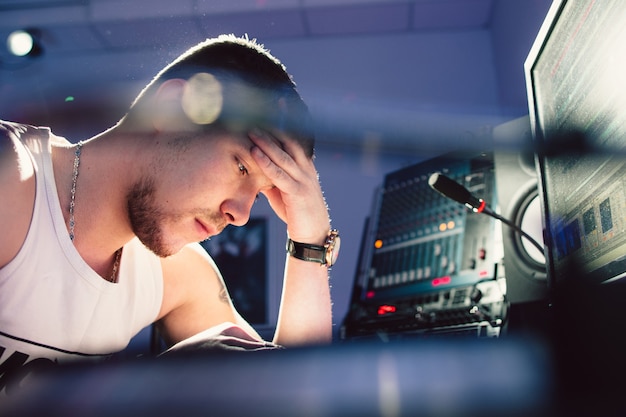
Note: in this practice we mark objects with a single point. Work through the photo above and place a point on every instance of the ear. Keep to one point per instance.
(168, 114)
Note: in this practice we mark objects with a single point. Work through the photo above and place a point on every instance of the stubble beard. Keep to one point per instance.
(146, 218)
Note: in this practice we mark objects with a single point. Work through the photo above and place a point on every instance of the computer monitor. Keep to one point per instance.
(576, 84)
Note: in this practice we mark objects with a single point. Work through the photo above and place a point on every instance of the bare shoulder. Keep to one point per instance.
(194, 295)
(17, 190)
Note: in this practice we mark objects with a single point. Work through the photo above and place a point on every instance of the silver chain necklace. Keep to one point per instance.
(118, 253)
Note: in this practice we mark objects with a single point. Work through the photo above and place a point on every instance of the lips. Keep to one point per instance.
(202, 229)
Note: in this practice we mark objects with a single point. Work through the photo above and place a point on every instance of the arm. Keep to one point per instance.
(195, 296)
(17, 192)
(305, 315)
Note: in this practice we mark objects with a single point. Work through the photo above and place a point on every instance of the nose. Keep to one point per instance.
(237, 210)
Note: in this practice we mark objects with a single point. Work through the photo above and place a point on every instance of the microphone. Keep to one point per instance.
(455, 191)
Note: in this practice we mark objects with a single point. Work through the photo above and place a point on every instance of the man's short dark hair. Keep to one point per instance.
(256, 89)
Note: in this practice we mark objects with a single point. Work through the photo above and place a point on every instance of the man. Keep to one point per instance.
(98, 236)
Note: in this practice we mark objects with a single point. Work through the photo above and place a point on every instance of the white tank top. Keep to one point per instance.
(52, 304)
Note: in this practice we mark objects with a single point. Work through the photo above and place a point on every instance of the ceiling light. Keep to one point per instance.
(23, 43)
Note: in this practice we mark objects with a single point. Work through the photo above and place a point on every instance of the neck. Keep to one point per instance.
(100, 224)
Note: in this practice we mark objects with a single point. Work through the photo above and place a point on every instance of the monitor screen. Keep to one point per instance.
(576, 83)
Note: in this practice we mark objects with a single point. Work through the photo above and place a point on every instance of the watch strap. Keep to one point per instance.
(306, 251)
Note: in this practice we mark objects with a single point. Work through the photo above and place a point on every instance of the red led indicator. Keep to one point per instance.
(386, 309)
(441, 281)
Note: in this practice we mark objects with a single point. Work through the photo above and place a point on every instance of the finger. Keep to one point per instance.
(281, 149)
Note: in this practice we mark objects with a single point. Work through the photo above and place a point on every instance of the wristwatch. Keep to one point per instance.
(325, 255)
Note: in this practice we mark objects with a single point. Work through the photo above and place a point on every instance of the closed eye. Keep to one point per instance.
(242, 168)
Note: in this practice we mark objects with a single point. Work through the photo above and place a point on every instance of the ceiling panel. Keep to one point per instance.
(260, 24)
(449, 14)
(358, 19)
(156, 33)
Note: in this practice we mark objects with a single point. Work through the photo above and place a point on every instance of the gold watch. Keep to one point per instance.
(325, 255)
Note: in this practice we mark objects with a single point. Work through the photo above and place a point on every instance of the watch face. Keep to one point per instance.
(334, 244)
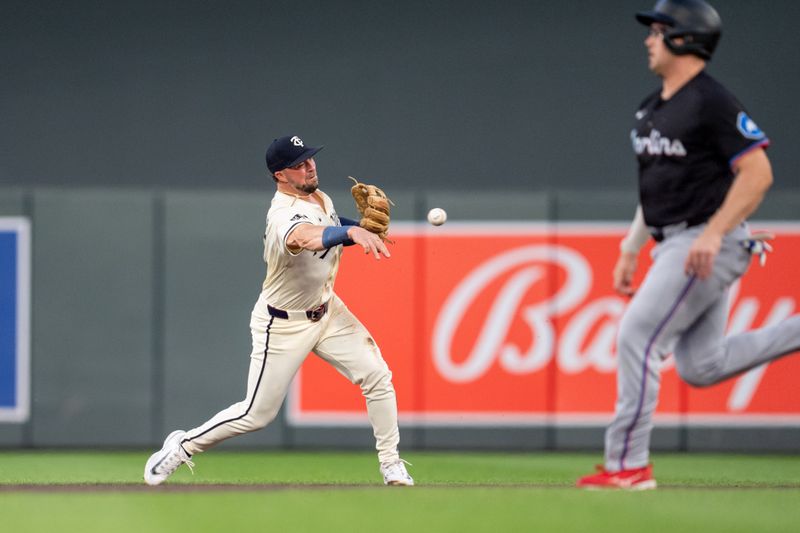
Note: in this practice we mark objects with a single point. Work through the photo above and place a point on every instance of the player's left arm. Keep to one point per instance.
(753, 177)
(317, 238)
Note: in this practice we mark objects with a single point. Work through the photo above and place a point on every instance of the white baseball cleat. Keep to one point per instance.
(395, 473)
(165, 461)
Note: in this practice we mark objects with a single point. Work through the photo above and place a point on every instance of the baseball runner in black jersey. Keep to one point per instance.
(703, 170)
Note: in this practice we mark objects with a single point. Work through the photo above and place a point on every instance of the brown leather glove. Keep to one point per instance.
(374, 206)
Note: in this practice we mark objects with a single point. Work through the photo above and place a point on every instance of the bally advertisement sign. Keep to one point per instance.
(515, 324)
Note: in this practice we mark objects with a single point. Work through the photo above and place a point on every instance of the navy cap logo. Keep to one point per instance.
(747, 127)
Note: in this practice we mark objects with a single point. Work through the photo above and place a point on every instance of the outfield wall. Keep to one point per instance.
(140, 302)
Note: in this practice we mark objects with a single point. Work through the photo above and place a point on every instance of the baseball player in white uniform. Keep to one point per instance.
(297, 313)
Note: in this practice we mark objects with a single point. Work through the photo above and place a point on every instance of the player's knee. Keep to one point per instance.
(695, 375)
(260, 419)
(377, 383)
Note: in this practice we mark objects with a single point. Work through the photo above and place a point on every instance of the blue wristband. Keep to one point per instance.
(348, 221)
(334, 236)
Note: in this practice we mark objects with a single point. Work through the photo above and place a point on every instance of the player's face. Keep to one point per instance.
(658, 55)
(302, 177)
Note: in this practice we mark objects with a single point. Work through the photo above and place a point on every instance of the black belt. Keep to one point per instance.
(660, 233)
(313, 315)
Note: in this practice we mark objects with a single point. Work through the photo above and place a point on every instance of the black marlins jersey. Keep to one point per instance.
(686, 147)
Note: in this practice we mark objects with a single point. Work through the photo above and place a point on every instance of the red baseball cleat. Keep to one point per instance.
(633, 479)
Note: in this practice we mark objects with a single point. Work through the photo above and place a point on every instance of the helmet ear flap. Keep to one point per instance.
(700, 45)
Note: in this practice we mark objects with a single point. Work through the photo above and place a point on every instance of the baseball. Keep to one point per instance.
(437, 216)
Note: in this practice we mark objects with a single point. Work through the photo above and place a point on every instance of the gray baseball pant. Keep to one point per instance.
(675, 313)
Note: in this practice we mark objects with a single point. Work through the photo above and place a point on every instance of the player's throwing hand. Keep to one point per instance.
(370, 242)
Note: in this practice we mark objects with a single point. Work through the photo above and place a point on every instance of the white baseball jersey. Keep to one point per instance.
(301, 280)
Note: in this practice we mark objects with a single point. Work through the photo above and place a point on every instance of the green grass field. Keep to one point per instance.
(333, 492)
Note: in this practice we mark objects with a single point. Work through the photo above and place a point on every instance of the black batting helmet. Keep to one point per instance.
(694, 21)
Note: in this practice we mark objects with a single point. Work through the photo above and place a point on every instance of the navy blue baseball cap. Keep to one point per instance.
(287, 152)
------------
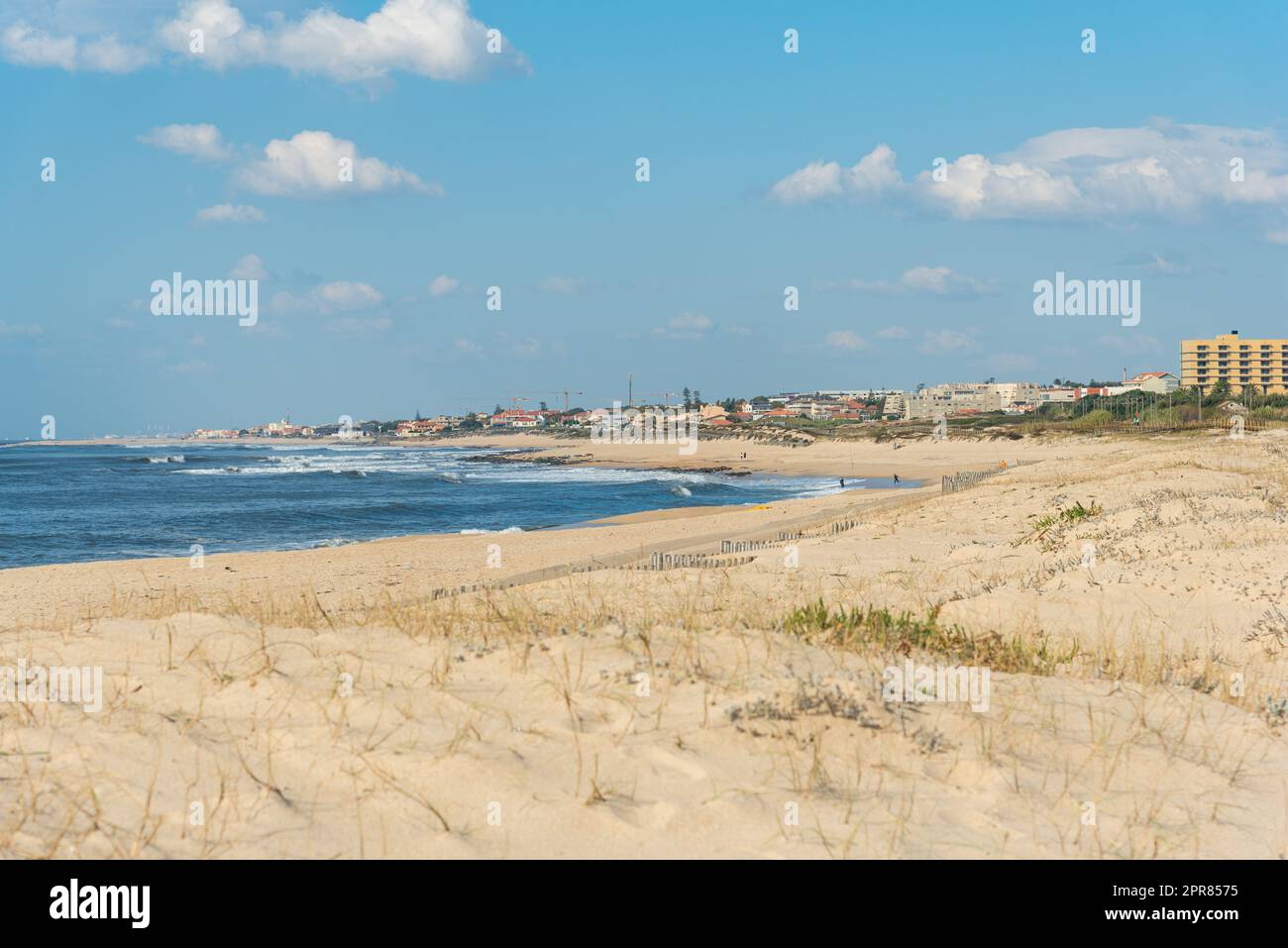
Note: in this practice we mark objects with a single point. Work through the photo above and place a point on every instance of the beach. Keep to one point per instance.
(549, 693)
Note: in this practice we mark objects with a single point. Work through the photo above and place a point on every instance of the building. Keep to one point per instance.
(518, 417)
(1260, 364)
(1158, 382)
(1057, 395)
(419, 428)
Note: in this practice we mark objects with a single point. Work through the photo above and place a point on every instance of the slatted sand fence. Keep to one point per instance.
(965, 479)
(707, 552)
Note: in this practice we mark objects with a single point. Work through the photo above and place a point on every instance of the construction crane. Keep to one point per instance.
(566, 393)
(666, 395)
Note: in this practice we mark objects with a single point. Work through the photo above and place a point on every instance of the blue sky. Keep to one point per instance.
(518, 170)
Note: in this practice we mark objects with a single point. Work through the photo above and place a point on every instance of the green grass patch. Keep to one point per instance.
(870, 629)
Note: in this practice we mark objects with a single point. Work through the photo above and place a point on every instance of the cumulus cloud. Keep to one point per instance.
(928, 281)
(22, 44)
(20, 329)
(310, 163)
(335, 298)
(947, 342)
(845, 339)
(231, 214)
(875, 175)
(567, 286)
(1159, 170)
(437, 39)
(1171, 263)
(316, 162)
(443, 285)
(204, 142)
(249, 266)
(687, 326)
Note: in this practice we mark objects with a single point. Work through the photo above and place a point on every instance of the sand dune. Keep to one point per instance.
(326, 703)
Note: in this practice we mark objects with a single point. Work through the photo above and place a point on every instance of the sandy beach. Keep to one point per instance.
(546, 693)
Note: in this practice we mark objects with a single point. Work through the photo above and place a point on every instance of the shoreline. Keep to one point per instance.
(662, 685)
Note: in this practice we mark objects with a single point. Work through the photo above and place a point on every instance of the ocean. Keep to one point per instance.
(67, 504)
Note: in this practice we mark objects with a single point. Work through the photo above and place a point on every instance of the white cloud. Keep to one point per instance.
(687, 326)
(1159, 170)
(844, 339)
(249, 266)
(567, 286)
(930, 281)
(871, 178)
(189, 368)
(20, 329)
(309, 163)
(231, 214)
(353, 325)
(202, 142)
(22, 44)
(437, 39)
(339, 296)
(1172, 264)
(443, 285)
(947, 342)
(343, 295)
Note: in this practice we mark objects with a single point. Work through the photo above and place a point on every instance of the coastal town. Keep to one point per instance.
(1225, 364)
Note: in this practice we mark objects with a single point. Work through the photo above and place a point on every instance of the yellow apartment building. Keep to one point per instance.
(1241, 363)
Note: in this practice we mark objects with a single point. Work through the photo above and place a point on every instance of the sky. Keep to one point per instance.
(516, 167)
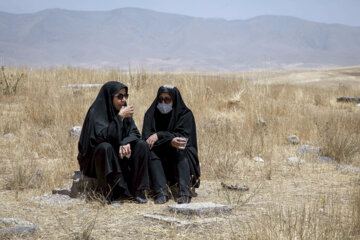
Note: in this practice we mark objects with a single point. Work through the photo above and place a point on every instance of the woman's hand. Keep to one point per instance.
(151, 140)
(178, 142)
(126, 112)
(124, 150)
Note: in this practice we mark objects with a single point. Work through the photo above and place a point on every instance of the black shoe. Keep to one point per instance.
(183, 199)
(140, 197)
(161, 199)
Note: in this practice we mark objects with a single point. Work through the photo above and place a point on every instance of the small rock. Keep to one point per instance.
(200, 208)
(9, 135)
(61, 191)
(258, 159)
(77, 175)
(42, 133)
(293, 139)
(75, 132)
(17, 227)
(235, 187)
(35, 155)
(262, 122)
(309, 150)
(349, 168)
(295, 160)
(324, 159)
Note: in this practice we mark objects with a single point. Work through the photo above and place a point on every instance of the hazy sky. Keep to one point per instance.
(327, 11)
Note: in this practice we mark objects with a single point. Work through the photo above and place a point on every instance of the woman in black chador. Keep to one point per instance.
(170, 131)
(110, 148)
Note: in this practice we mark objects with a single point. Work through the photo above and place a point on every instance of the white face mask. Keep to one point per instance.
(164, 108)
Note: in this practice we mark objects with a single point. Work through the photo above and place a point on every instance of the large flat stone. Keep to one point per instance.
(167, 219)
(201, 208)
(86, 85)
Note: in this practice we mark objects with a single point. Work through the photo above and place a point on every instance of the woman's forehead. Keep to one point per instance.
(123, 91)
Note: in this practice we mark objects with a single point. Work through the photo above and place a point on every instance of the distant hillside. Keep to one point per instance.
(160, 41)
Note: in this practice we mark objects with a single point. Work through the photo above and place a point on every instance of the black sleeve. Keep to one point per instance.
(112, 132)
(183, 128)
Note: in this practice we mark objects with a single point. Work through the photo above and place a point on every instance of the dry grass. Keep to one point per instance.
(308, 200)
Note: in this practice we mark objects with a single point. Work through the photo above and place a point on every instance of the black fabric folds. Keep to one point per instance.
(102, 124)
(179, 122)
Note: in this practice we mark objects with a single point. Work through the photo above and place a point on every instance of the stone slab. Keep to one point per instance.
------------
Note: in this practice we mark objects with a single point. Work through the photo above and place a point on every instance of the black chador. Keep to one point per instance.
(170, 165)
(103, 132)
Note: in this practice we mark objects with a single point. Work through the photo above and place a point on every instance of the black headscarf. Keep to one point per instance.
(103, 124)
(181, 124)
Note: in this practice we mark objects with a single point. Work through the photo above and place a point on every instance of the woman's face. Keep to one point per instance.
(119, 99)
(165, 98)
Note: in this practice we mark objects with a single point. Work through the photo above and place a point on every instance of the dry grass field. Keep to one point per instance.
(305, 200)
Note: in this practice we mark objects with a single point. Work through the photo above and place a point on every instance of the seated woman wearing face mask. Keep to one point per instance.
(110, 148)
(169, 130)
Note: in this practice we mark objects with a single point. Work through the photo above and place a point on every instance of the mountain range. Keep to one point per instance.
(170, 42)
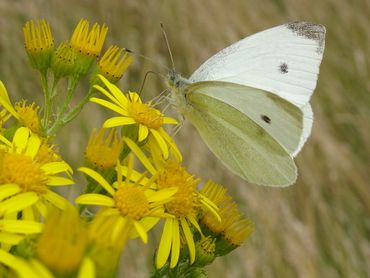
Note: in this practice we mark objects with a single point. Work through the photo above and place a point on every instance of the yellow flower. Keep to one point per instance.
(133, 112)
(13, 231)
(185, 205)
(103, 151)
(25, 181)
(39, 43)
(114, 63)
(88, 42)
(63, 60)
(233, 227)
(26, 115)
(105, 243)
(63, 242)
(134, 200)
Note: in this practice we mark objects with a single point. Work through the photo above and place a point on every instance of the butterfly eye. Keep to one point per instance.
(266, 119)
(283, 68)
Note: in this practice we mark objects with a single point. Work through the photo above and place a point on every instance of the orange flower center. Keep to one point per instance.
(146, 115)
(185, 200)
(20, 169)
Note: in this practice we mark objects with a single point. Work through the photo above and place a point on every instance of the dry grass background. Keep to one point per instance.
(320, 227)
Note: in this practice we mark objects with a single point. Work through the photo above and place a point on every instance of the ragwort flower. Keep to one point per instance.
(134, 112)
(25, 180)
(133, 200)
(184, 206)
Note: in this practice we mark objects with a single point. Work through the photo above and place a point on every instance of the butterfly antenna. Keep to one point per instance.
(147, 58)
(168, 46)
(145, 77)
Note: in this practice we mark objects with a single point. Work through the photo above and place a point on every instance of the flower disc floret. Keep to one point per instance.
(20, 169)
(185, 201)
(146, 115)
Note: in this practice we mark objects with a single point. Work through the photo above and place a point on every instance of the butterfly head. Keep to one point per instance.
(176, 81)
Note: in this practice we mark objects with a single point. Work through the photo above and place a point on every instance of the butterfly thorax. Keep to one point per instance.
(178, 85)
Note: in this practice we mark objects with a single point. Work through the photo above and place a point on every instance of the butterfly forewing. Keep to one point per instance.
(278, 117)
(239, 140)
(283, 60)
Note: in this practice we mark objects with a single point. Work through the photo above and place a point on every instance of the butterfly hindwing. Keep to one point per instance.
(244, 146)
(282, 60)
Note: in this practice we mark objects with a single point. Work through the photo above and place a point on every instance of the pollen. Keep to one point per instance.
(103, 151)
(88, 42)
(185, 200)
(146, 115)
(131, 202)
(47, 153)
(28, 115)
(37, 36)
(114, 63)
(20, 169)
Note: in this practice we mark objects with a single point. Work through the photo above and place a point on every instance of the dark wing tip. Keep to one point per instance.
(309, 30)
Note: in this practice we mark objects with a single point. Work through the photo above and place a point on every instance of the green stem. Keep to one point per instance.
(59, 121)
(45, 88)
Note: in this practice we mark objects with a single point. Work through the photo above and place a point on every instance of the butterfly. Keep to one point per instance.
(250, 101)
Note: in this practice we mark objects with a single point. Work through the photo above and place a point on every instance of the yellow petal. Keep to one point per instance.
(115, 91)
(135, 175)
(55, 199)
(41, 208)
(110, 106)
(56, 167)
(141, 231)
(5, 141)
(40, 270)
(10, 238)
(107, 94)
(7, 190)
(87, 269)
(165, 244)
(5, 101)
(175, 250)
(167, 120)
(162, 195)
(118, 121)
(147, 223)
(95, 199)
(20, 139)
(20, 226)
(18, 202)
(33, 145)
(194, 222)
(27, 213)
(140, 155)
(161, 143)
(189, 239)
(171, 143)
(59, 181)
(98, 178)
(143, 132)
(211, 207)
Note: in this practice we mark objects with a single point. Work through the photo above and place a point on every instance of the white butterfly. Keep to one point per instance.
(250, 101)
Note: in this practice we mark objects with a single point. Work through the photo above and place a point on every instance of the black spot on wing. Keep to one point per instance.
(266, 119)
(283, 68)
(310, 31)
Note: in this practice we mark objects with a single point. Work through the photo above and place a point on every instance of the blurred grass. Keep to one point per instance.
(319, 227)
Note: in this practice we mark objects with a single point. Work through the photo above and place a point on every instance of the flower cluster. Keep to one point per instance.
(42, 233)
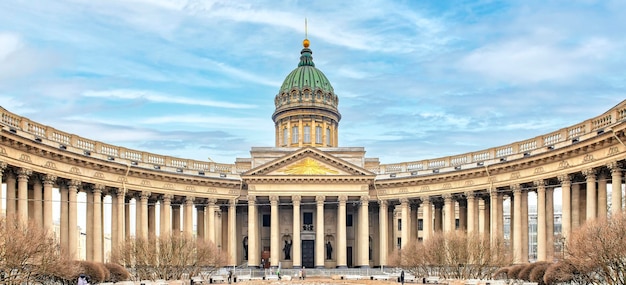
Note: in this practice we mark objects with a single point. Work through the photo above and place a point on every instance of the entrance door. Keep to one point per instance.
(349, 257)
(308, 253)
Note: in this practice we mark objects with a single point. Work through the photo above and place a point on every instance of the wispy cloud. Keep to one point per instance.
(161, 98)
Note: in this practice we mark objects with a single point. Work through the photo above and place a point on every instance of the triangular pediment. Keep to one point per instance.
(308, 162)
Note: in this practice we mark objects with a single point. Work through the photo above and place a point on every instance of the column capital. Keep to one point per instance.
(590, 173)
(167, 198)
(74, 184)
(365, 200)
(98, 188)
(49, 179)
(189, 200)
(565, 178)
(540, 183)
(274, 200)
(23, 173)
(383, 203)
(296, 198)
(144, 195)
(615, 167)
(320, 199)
------------
**WHAT IS BEING ASKED:** Please return every line of the data above that contains the string "woman", matching case exactly.

**SOLUTION FOR THIS EXERCISE:**
Note: in this practice we mark objects with a single point. Work through the photo above and place a point on every instance of the woman's hand. Keep to one point per instance.
Note: in this practice we mark objects with a single point. Work through the photo above and place a point on every instance of the woman in black chador. Keep to one point per instance.
Note: in this practice we mark objects with a single point. Work through the photo above and place a point on every instance of the woman's forehead. Keep to one point per instance.
Note: in this practice we mark objects with a single point. Work through the photo above and place a point on every instance of the woman's face. Keep to one point per instance.
Note: in this practice we mark objects with a single point. Work through the photo above and place a point on every instance of the seated woman wearing face mask. Keep to one point per instance.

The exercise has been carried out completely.